## TASK DETAILS:
Lay out every line of the rows below as a JSON list of strings, with one string per line and no blank lines.

(Stored entries)
• • • • • • •
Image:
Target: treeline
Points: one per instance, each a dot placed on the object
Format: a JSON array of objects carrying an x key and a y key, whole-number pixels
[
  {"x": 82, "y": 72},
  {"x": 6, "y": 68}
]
• • • • • • •
## WRITTEN RESPONSE:
[
  "Image:",
  "Target: treeline",
  "Points: one per instance, each a dot placed on the object",
  "Format: a JSON array of objects carrying an x key and a y key, whole-number pixels",
  "[",
  "  {\"x\": 82, \"y\": 72},",
  "  {\"x\": 6, \"y\": 68}",
  "]"
]